[[ Records provided open ]]
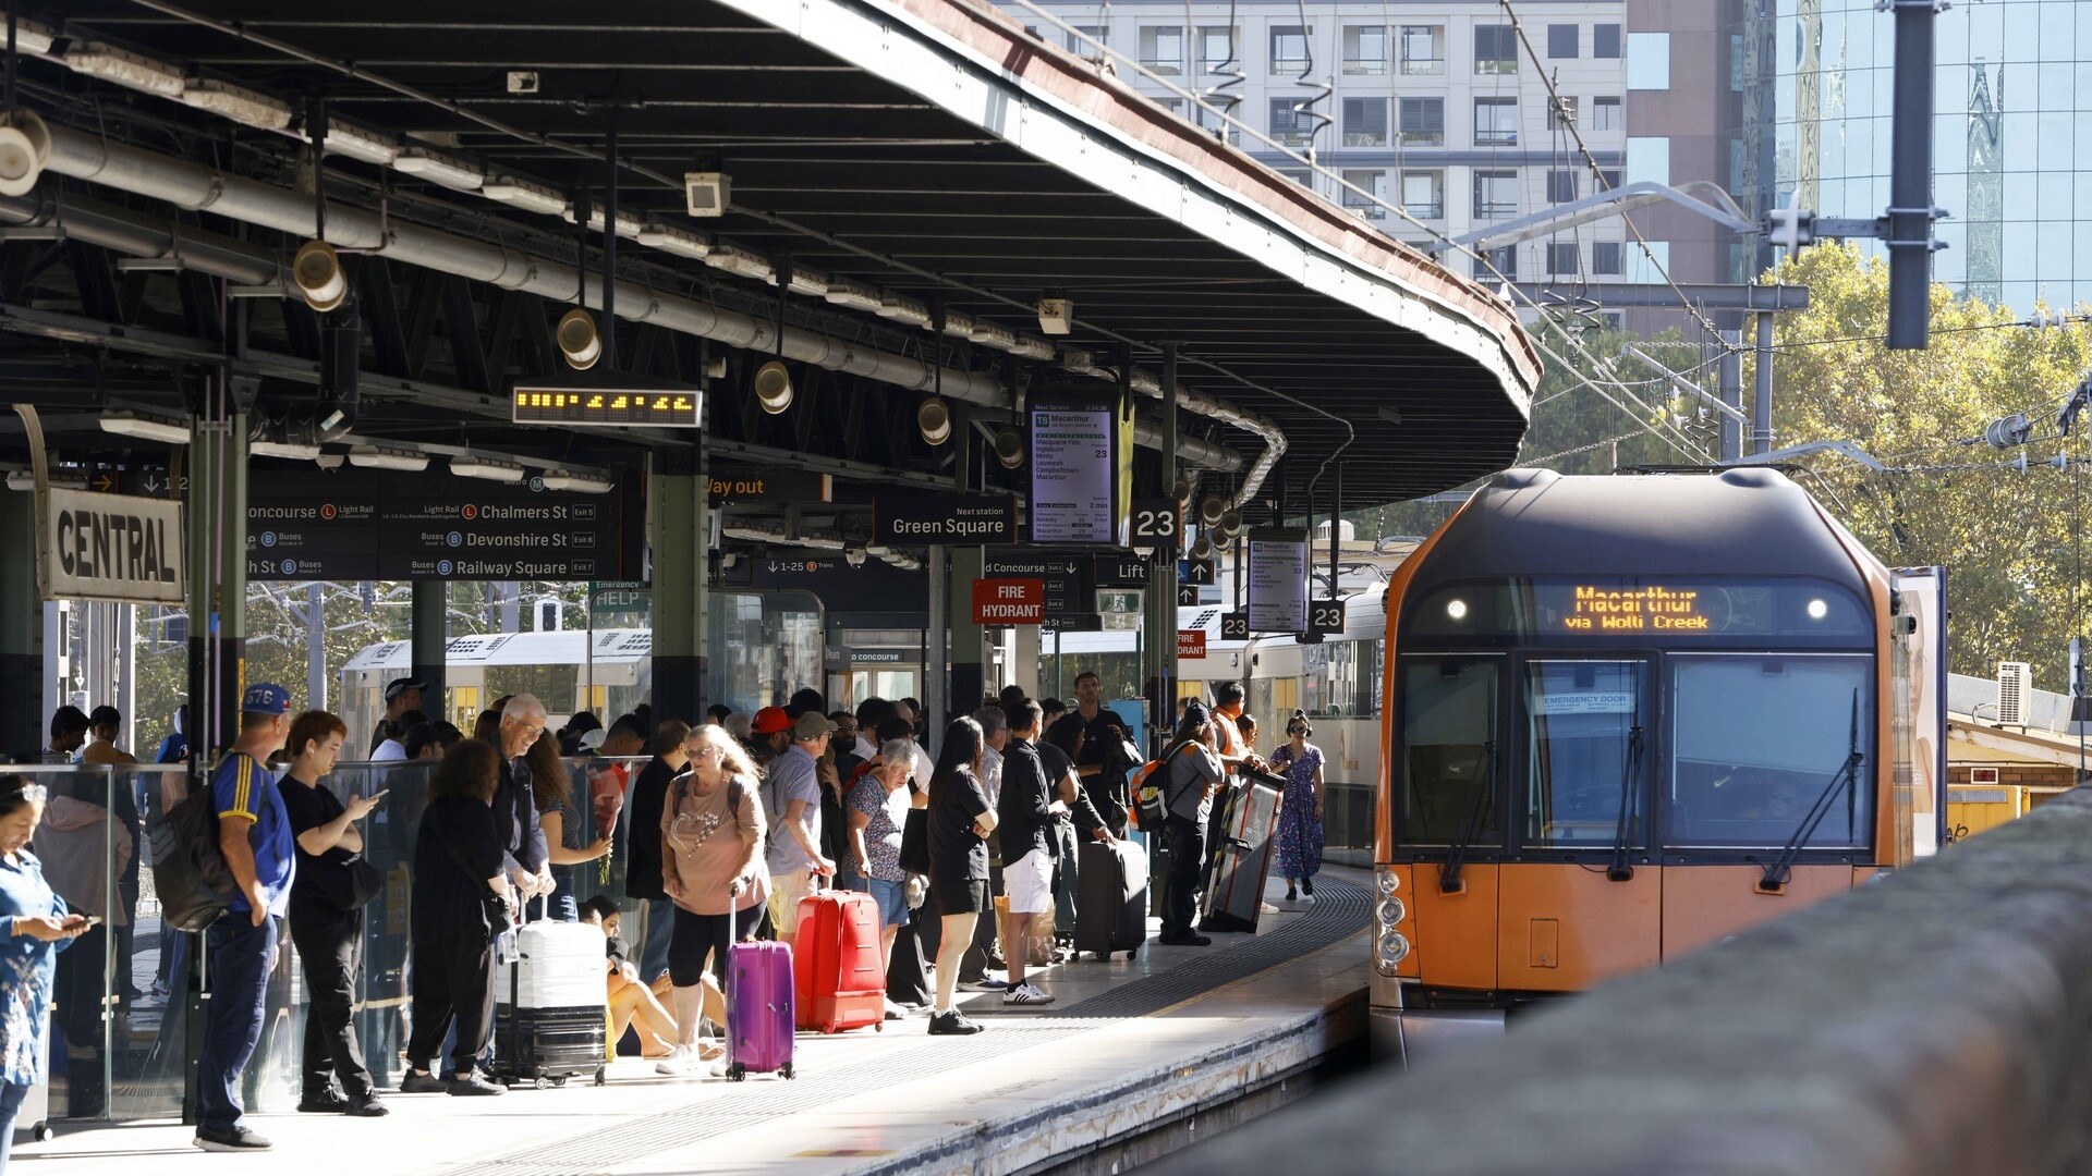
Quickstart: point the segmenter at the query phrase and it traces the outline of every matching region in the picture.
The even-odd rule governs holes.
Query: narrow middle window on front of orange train
[[[1527,661],[1527,845],[1646,843],[1646,661]]]

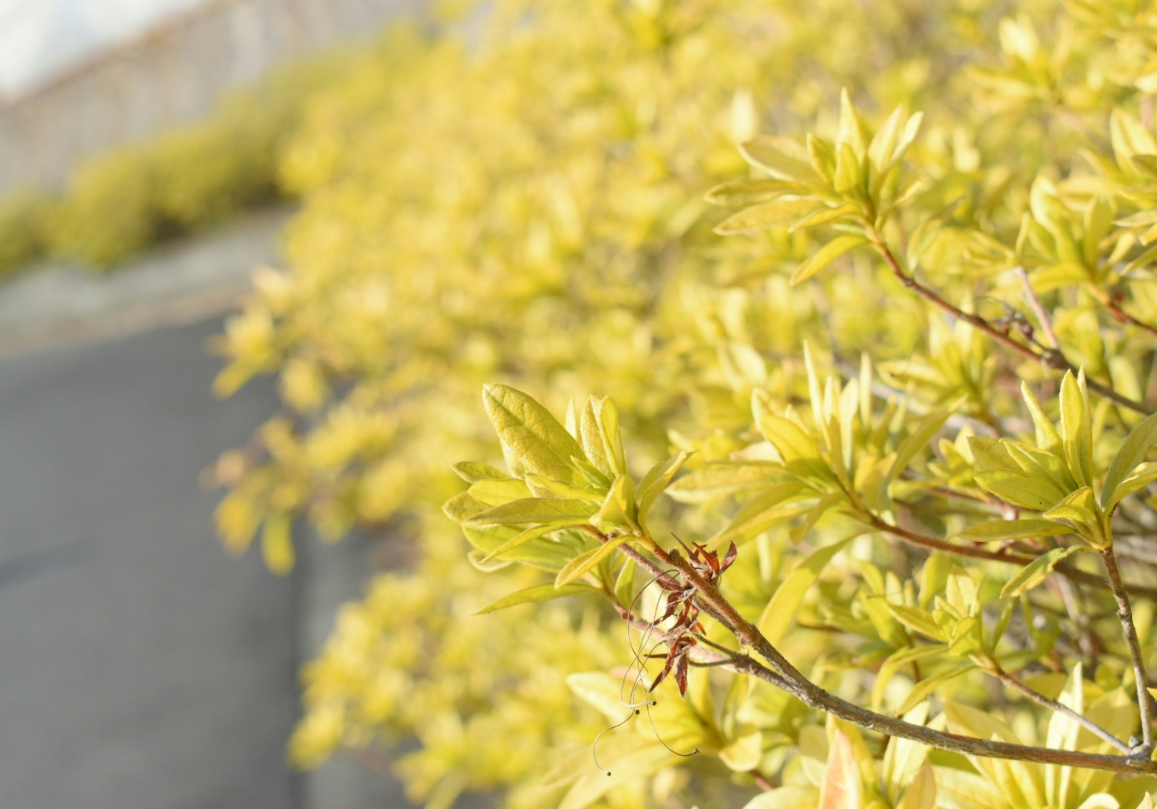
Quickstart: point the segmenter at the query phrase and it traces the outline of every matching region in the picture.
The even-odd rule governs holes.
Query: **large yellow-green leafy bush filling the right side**
[[[286,409],[219,524],[422,554],[307,668],[300,764],[417,735],[436,807],[1149,800],[1154,12],[795,5],[491,3],[311,106],[219,380]]]

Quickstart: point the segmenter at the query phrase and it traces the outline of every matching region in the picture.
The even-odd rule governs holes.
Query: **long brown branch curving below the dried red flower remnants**
[[[870,730],[877,730],[887,736],[907,738],[930,747],[950,750],[968,756],[981,756],[987,758],[1004,758],[1023,762],[1036,762],[1040,764],[1056,764],[1061,766],[1088,767],[1092,770],[1107,770],[1112,772],[1148,772],[1157,773],[1157,762],[1149,760],[1148,752],[1143,756],[1108,756],[1103,753],[1088,753],[1071,750],[1051,750],[1048,748],[1034,748],[1024,744],[1011,744],[958,734],[934,730],[921,725],[913,725],[902,719],[879,714],[868,708],[853,705],[840,699],[824,689],[819,687],[804,677],[791,663],[776,649],[760,631],[750,624],[739,612],[720,594],[720,591],[707,582],[687,559],[684,559],[678,551],[668,553],[653,539],[643,537],[648,544],[648,550],[663,565],[679,571],[683,576],[694,586],[697,600],[710,612],[718,616],[718,620],[730,630],[740,643],[756,650],[761,657],[767,660],[775,670],[768,669],[764,664],[750,656],[736,656],[725,663],[731,671],[747,674],[768,683],[791,694],[799,701],[817,711],[831,713],[840,719],[847,720]],[[625,546],[620,546],[625,547]]]

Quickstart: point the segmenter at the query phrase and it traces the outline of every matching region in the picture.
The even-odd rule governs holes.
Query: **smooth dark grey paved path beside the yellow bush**
[[[301,809],[300,586],[226,556],[198,475],[216,319],[0,360],[0,807]]]

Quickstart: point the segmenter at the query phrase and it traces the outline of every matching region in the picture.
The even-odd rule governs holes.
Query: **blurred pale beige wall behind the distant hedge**
[[[374,36],[422,0],[207,0],[0,104],[0,192],[59,187],[78,159],[197,120],[275,64]]]

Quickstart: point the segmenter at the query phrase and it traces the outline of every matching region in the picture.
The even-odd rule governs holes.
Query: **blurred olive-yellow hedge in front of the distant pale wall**
[[[0,199],[0,273],[46,256],[104,269],[159,241],[282,199],[278,154],[309,98],[360,54],[274,71],[222,97],[205,122],[117,147],[76,167],[59,197]]]

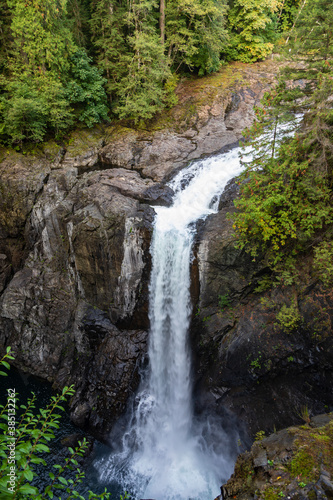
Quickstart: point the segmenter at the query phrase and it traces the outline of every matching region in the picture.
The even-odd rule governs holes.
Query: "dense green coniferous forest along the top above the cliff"
[[[301,0],[1,0],[0,137],[137,123],[176,103],[181,75],[267,57]]]

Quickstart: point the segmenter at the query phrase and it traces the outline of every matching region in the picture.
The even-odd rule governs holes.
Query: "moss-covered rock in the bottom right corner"
[[[324,425],[317,421],[272,434],[239,455],[222,487],[224,500],[333,498],[333,413],[320,416]],[[266,456],[260,464],[258,446]]]

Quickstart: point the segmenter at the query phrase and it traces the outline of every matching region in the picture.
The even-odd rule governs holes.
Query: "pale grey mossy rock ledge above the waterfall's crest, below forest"
[[[161,182],[189,161],[235,144],[254,120],[253,106],[275,81],[276,68],[269,63],[264,66],[244,72],[237,68],[242,73],[239,81],[229,89],[221,83],[214,90],[209,87],[209,100],[205,96],[203,102],[197,102],[196,96],[182,96],[164,130],[111,128],[99,151],[100,165],[137,170],[143,177]]]

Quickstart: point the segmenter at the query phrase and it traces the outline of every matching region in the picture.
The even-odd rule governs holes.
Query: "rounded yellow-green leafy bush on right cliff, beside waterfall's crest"
[[[240,247],[251,244],[252,255],[259,246],[272,249],[274,261],[290,240],[306,239],[332,220],[327,181],[311,168],[296,137],[282,145],[279,158],[266,161],[262,170],[247,167],[241,180],[240,212],[234,228]],[[304,159],[303,159],[304,158]]]

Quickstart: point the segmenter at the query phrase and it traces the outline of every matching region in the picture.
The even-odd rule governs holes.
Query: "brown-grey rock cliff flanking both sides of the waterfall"
[[[1,151],[1,347],[56,387],[74,383],[72,418],[100,439],[146,356],[153,206],[171,202],[165,182],[179,168],[241,137],[275,71],[236,64],[183,82],[179,104],[146,130],[117,124]],[[192,268],[197,402],[227,406],[256,432],[290,424],[295,397],[314,411],[332,404],[332,297],[315,280],[296,299],[253,294],[264,269],[234,248],[230,189],[201,224]],[[292,335],[275,319],[291,300],[305,318]]]

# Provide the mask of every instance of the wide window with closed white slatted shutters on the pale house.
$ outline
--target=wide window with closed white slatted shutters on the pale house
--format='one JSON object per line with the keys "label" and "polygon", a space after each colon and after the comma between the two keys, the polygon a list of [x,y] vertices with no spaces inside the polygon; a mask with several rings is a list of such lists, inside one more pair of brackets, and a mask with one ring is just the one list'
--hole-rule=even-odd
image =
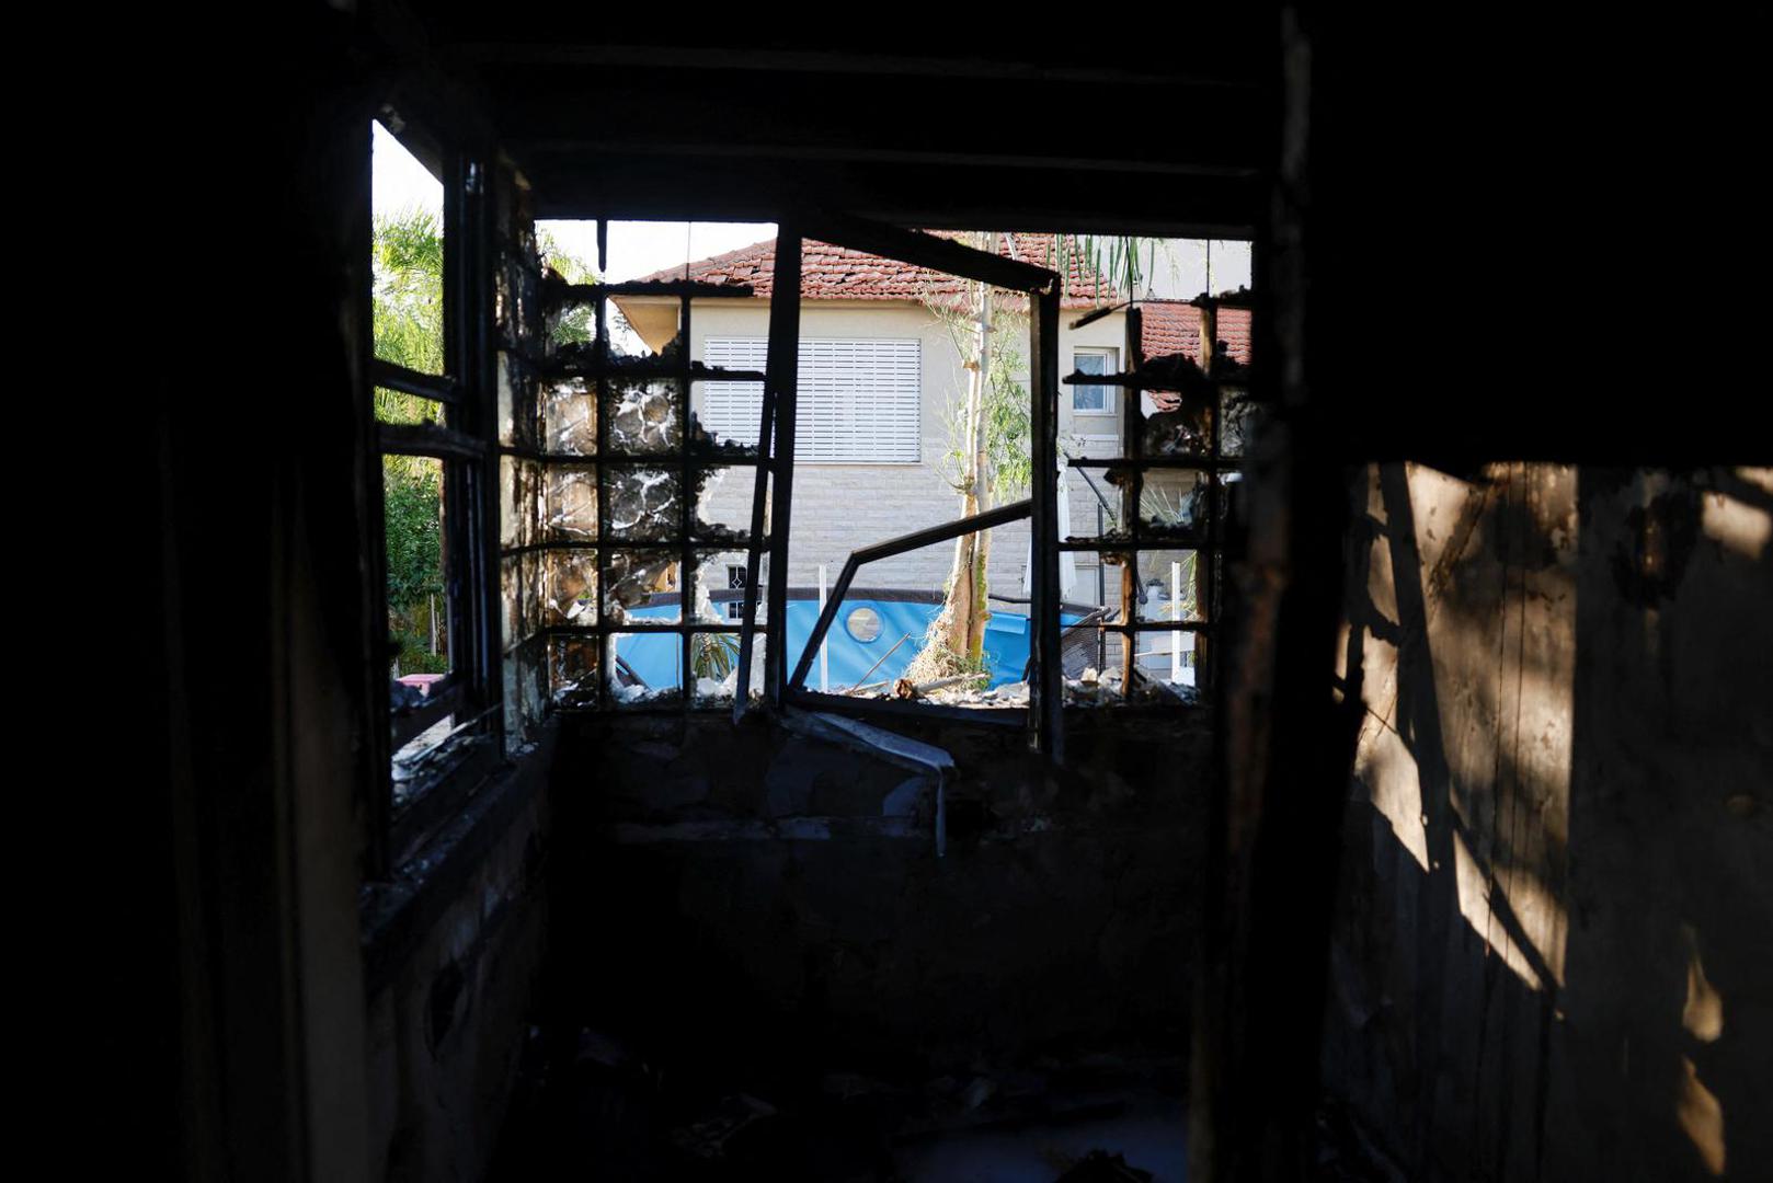
{"label": "wide window with closed white slatted shutters on the pale house", "polygon": [[[769,353],[762,337],[709,337],[706,362],[761,371]],[[920,415],[924,356],[917,339],[800,341],[794,426],[798,463],[915,465],[922,459]],[[702,422],[715,433],[757,442],[764,387],[709,385]]]}

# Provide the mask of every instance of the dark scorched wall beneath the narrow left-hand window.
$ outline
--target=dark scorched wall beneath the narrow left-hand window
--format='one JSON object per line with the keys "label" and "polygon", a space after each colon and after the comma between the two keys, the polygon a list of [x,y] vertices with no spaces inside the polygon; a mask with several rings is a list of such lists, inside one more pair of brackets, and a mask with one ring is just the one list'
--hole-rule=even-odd
{"label": "dark scorched wall beneath the narrow left-hand window", "polygon": [[[512,775],[541,780],[546,770]],[[379,935],[399,947],[379,958],[367,1006],[371,1178],[482,1178],[511,1105],[543,972],[546,798],[482,821],[493,830],[482,850],[463,827],[457,878],[445,866],[450,835],[431,848],[436,866],[420,857],[411,869],[436,876],[408,905],[436,889],[427,921],[404,936],[397,922]],[[376,967],[374,947],[371,960]]]}

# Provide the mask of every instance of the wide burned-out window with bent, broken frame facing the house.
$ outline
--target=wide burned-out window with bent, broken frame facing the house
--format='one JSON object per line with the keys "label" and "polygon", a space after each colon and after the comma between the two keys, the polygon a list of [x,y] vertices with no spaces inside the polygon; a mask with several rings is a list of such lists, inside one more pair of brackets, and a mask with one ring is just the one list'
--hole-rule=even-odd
[[ Records provided closed ]]
:: What the exercise asks ::
Within these entries, output exactly the lines starting at the one with "--target=wide window with" and finishing at the one with "--target=dark scorched wall". Leave pictures out of the output.

:: Answer to this exercise ::
--target=wide window with closed white slatted shutters on the pale house
--format='one JSON object per line with the keys "label" and "polygon", a space after each colon and after the comma between the two keys, the polygon a list of [x,y] vertices with no spaces inside the polygon; a mask with several rings is a list of such lists, inside one more pair of brackets, and a mask with one ring is just the one list'
--hole-rule=even-odd
image =
{"label": "wide window with closed white slatted shutters on the pale house", "polygon": [[[769,353],[762,337],[709,337],[706,362],[761,371]],[[920,415],[924,356],[917,339],[800,341],[794,426],[798,463],[915,465],[922,459]],[[702,422],[715,433],[757,442],[764,387],[709,385]]]}

# Provide the mask of every instance of the dark scorched wall beneath the narrow left-hand window.
$ outline
--target=dark scorched wall beneath the narrow left-hand window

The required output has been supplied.